Jeanne Benameur s’interroge sur la notion de pays, de langue, d’exil, des motifs économiques ou politiques de l’émigration mais aussi de départ volontaire pour se libérer des failles et des douleurs et booster sa vie.

Comme pour  Emilia,

jeune institutrice et peintre abstraite qui attend de ce nouveau pays, un renouveau, une nouvelle naissance. Son père, Donato Scarpa, acteur italien, l’accompagne pour la protéger dans cette quête de liberté et d’indépendance. Accompagné de son livre fétiche, L’Eneïde d’Enée, sa lecture l’accompagnera et rassurera aux heures les plus tristes plus que lui-même. Esther, une jeune femme arménienne qui fuit les persécutions de son pays, rêve d’habiller des corps qu’elle imagine souples et libres d’entraves. Gabor, un tzigane, cherche avec sa communauté à s’implanter, son violon en bandoulière pour exprimer ses émotions. Que découvrira-t-il ici à Ellis Island qu’il ne savait déjà ! Autour d’eux, un photographe, Andrew Jonsson, jeune américain de père islandais et d’une mère attachée à ses ancêtres proches de ceux des pionniers, attiré par ce lieu de passage, recherche en photographie plus qu’un bon cliché …

L’exil, Jeanne Benameur l’a connu. Fuyant la guerre d’Algérie à cinq ans, ses parents s’installent en France. Son père est algérien et sa mère italienne. Deux langues ont bercé son enfance, l’arabe et le français.

● ● ● ●

### Consigne
Poursuivez l'extrait sur Jeanne Benameur et l'exil en reprenant juste après sa dernière phrase. Le matériel ci-dessous ne joue aucun rôle ici.

● ● ● ●

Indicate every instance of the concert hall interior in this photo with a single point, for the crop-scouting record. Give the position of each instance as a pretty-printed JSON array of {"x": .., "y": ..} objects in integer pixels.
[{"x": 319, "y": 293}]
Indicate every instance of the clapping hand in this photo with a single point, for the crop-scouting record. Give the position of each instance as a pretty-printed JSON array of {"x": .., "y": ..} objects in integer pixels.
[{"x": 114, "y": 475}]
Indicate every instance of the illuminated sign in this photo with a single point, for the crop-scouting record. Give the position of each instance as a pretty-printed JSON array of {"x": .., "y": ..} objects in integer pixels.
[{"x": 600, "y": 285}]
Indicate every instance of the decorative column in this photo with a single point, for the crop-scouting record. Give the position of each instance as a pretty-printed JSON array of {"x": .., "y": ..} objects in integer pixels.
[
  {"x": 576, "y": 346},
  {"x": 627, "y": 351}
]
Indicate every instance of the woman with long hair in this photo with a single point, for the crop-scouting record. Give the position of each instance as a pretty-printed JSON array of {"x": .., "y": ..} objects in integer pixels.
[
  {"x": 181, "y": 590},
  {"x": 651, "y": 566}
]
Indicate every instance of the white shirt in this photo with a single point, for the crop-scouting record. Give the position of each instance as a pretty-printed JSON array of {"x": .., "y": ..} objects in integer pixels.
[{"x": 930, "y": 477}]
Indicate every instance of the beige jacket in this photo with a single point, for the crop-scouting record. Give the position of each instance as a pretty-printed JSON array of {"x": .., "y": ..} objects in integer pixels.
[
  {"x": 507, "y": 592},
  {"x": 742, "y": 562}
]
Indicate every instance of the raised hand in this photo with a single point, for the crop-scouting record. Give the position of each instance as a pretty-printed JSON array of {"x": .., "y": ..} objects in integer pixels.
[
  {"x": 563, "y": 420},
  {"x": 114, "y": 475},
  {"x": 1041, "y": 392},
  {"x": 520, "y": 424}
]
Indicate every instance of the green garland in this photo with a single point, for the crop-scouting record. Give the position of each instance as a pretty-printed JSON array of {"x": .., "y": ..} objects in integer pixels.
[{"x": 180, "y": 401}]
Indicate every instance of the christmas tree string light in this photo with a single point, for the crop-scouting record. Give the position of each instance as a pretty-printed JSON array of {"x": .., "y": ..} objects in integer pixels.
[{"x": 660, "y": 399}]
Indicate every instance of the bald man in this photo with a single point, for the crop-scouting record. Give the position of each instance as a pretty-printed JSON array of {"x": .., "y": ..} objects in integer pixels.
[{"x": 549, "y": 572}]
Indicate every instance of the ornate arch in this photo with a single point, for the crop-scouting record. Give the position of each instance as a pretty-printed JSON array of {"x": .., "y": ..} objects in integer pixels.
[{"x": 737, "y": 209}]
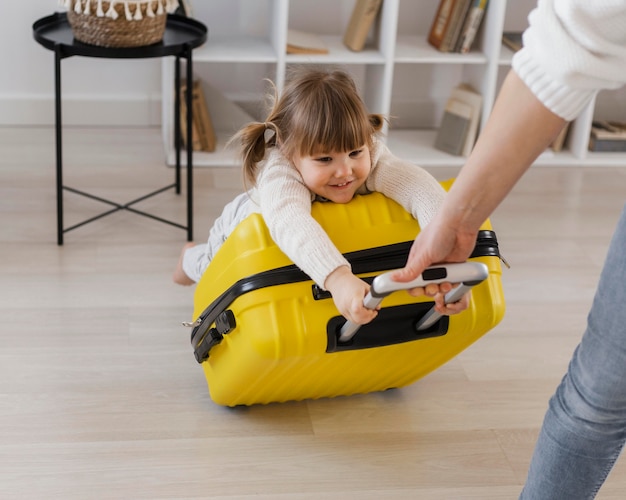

● ● ● ●

### Réponse attendue
En prenant cet espace temps réduit, Jeanne Benameur détaille comme une incantation le moment de l’attente où chacun doit maitriser sa peur en prenant le temps et l’audace de préciser, de conforter ses désirs pour être prêt à ce passage qu’est l’arrivée dans un nouveau pays. Entre espoir et doute, mais toujours, détermination…

La langue est poétique.

Elle décrit comme un cantique la rencontre à l’autre par la parole, les corps et la sensualité. J’ai aimé lire ses mots qui souvent par leur beauté assemblée provoque émotions. Quelquefois, ces évocations répétées lassent mais d’un coup, la beauté des mots assaille, l’émotion submerge et le sens inonde de justesse le ressenti.

Jeanne Benameur nous parle aussi de ses passions, de celles qui aident à vivre : la photographie, la musique, la littérature, la peinture, la mode. Elles sont disséquées pour justifier l’apport qu’elles donnent à celui qui a la chance de s’émouvoir par un son, un tableau, un livre ou un tissu.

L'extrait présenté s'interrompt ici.